● Tasks to complete
a – Based on the passage on gambling's economic effects below, decide whether each statement agrees with it: (i) about one in five of the pathological gamblers identified in the NORC survey reported filing bankruptcy; (ii) the Mississippi Gulf Coast couple paid the credit card company before filing bankruptcy; (iii) precise dollar costs for lost productivity and treatment programs are already available. For each, answer yes or no and quote the deciding words.
b – Pick up the passage on gambling's economic effects below where it ends and keep writing in the same voice.

Local Gambling Impact and Other Economic Effects

The Commission also heard numerous stories of pathological gamblers forced into bankruptcy as a result of problem and pathological gambling. Nearly one in five (19.2 percent) of the identified pathological gamblers in the NORC survey reported filing bankruptcy. This compares to rates of 4.2 percent for non-gamblers and 5.5 percent for low-risk gamblers. 79 Twenty-two percent of nearly 400 members of Gamblers Anonymous surveyed had declared bankruptcy. 80

Personal anecdotes were very compelling. The Commission heard about a couple along the Mississippi Gulf Coast, both of whom began gambling excessively at the casino, who lost approximately $70,000. When they received a letter from a credit card company demanding $10,000 in payment, the couple made a last-ditch effort to recoup the money at the casinos. They lost $2,000, then filed bankruptcy. 81

Nineteen percent of Chapter 13 bankruptcies in the State of Iowa involved gambling-related debt. Bankruptcies in Iowa increased at a rate significantly above the national average in the years following the introduction of casinos. Nine of the 12 Iowa counties with the highest bankruptcy rates in the state had gambling facilities in or directly adjacent to them.

Other economic impacts are mentioned elsewhere in this report. Costs include lost productivity of workers impaired by problem or pathological gambling and the cost to society for treatment programs. 82 While precise dollar costs are not yet available to measure these losses, the rapid expansion of gambling into so many communities is likely to produce exponential growth in these costs with attendant burdens in business and social services.

● Given records
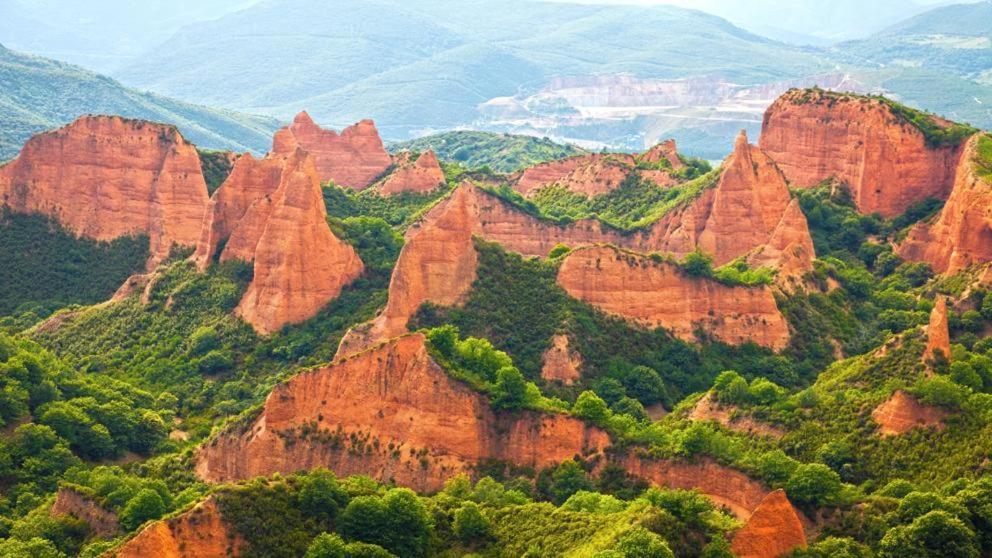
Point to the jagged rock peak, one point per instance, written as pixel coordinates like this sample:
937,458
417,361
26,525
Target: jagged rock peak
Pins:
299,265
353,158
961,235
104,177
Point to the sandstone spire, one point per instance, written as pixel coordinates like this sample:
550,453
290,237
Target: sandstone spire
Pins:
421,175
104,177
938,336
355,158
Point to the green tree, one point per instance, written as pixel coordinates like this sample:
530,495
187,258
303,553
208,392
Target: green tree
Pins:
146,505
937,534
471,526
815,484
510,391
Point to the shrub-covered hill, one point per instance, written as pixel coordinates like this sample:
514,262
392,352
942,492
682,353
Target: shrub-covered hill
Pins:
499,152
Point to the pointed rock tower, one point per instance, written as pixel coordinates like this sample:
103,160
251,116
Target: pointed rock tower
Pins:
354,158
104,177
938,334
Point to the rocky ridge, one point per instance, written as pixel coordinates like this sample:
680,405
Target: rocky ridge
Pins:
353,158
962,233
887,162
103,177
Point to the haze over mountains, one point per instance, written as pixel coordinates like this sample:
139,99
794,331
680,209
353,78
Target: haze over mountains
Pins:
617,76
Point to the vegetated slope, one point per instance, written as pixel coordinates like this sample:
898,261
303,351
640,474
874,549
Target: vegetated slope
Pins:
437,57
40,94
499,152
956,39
...
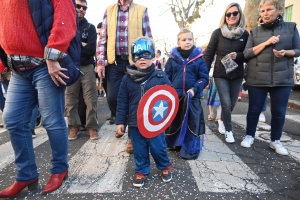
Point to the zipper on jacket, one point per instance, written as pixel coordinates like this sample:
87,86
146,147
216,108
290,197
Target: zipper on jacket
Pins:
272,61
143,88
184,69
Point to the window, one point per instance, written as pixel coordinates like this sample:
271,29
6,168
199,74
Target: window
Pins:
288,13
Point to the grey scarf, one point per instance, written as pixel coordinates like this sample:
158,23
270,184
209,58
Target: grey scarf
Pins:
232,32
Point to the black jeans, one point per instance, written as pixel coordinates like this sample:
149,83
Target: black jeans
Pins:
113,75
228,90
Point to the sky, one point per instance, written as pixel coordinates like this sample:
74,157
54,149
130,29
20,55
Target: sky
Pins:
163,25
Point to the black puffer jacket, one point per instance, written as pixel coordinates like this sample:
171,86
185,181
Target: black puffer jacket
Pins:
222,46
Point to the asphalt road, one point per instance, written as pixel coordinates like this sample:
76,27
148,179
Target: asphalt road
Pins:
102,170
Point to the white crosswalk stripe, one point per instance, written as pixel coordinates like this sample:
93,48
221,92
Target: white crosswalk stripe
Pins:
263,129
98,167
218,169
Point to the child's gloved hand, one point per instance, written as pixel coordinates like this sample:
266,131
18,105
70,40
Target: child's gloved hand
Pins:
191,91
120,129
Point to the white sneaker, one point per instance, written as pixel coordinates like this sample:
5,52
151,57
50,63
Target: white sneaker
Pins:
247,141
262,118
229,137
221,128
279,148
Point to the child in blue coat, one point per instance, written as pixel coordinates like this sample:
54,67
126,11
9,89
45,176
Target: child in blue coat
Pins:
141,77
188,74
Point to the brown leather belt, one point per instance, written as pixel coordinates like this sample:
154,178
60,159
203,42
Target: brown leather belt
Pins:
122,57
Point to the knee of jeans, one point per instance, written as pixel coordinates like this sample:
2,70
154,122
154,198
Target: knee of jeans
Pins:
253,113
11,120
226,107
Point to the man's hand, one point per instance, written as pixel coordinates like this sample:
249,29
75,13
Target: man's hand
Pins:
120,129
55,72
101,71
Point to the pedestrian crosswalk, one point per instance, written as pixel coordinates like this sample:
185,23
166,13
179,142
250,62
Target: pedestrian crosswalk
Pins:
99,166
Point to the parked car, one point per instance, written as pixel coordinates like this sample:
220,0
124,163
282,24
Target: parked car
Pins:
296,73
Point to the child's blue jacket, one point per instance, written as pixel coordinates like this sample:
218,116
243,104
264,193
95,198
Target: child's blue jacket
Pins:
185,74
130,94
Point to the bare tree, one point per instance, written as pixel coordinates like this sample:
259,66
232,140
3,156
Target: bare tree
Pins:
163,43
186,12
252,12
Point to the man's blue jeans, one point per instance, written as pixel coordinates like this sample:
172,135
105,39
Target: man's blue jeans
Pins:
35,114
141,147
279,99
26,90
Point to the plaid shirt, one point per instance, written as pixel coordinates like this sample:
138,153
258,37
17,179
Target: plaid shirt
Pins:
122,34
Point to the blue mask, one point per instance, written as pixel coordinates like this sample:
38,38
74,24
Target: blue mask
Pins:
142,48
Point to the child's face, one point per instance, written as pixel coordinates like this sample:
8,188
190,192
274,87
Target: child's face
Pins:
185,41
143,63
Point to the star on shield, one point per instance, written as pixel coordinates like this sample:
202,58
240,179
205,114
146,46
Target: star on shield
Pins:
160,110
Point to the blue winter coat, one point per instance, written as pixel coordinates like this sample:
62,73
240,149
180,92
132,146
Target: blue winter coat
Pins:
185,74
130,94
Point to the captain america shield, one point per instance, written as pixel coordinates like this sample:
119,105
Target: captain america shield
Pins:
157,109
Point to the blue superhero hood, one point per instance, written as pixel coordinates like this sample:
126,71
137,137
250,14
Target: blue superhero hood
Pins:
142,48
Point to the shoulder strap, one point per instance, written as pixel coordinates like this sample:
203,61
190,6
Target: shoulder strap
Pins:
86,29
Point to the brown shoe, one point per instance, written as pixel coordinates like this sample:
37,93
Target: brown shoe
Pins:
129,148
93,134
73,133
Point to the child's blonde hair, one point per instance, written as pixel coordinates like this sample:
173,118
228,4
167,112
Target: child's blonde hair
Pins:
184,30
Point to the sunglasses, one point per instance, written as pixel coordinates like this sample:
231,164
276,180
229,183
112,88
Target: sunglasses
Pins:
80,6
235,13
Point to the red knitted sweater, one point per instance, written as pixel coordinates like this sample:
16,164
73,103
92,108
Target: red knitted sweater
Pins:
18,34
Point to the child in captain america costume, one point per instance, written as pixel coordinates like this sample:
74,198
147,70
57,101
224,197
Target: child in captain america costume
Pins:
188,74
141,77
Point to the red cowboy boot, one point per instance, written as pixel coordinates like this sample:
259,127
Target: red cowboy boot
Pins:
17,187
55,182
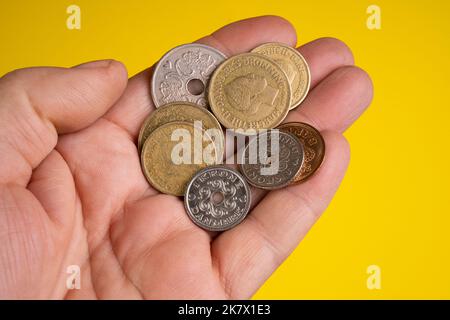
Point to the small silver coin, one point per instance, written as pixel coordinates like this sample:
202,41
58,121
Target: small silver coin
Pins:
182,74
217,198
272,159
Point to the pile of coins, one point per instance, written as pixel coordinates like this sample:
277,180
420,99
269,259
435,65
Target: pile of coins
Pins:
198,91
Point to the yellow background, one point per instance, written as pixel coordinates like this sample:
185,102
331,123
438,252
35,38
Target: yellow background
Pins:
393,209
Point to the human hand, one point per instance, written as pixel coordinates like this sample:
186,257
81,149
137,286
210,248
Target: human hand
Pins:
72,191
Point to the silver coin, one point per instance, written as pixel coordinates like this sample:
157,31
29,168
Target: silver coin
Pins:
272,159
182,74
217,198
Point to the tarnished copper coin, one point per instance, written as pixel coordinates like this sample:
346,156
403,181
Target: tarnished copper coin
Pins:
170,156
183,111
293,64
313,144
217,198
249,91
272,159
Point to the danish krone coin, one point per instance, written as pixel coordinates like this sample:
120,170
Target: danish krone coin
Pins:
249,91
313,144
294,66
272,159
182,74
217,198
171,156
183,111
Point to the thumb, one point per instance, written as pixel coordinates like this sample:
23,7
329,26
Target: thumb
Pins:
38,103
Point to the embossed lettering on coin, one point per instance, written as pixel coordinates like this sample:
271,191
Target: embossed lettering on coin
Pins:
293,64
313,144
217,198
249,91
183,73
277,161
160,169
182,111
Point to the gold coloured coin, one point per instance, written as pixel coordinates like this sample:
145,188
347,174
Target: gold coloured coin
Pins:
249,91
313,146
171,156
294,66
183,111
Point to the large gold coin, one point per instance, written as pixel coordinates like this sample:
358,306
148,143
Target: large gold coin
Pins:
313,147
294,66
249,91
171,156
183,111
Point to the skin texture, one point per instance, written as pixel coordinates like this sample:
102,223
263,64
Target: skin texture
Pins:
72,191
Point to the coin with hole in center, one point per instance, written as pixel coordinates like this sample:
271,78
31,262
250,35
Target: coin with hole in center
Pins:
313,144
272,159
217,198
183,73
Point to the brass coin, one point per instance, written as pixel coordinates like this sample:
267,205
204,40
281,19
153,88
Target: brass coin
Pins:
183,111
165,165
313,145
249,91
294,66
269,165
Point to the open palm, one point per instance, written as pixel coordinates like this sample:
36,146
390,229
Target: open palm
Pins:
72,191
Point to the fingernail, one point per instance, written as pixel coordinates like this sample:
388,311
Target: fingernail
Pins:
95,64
...
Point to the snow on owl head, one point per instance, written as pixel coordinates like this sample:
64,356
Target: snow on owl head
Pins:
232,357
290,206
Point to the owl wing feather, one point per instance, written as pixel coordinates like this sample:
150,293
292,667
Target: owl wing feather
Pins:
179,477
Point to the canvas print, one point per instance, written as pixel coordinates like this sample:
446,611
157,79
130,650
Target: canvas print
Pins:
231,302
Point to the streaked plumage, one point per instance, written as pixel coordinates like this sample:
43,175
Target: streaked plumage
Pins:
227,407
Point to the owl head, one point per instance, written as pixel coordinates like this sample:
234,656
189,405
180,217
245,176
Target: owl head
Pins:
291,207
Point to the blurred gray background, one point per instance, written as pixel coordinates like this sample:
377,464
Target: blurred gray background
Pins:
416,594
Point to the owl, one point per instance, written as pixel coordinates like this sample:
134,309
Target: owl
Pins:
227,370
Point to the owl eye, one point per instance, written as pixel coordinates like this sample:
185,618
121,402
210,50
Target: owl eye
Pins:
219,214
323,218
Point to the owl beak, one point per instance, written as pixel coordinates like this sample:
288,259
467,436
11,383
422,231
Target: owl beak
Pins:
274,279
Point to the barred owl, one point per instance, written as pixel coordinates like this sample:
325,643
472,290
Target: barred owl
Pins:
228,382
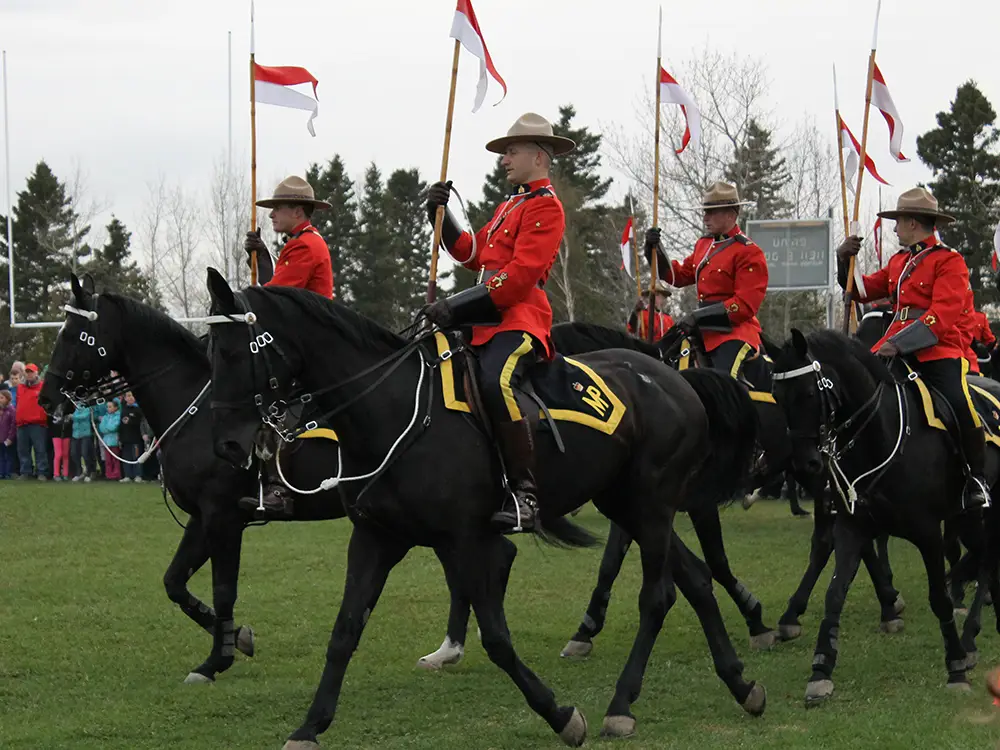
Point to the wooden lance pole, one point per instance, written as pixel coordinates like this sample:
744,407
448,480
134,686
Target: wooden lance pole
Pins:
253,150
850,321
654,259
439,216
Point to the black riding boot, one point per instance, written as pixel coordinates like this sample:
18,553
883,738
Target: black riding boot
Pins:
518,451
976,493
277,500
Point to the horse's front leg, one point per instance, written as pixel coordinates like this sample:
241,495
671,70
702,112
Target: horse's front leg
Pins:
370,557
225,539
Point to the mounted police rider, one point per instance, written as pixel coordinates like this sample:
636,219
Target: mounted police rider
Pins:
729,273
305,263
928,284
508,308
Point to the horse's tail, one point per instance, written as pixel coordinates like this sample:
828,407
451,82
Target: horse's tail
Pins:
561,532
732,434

● Responses to the tasks
a –
(i) Yes: "Nearly one in five (19.2 percent) of the identified pathological gamblers in the NORC survey reported filing bankruptcy."
(ii) No: "the couple made a last-ditch effort to recoup the money at the casinos. They lost $2,000, then filed bankruptcy."
(iii) No: "While precise dollar costs are not yet available to measure these losses"

b –
Additional economic benefits, including improvements in community infrastructure, particularly in transportation, as well as a reduction in public assistance spending are evidenced in the Commission’s research. In Biloxi, the Commission received testimony on capital investment, and new development, new car and home purchases. Joliet, Illinois testified as to the reduction in their bond debt and new sources of capital investment. The Commission also received a study from Coopers and Lybrand that highlights employee impacts on charitable giving, volunteerism, and other positive economic impacts. In public comments to the Commission, many individuals recounted personal transformations that they attributed, in part, to a job in the casino industry and the impact these have had in their ability to contribute in a meaningful way to the community. Walter Caron, a cook at Caesars Palace, told the Commission, “I now have an expanded sense of community, and I realize more of my responsibilities to that community . ” 83

Finally, while the national impact of gambling is significant, the greatest impact is felt at the local level. In some locales, gambling has been a critical component of community economic development strategies. For example, the Nevada Resort Association and the Nevada Commission on Tourism found that the gambling/ hospitality industry created gross state-wide revenues of almost $8 billion in 1997; contributed $2.2 billion annually to federal, state and local taxes; paid taxes representing one-third of the state’s general fund revenues forecast for 1997-99; generated about $36.5 million in county-level revenues in fiscal year 1997; directly employed 307,500 people and was directly and indirectly responsible for 60 percent of the state employment total; disbursed salaries of nearly $6 billion, representing one quarter of all wages paid state-wide in 1996; added $10.3 billion to personal incomes; and contributed an estimated $30.6 billion to the state’s business receipts, representing 63 percent of Nevada gross state product in 1995. 84

79 NORC, p. 46. 80 Lesieur, testimony before the National Gambling Impact Study Commission, Atlantic City, NJ (January 1998). 81 McCormick, Biloxi Site Visit 82 The gambling industry asserts that it contributes toward state-administered treatment programs through gaming tax revenues. Interestingly, NORC’s analysis of the casino survey states that 96 percent of the 25 largest casinos provide gambling treatment coverage for their employees. 83 Walter Caron, testimony before the National Gambling Impact Study Commission, Las Vegas, NV (November 10, 1998).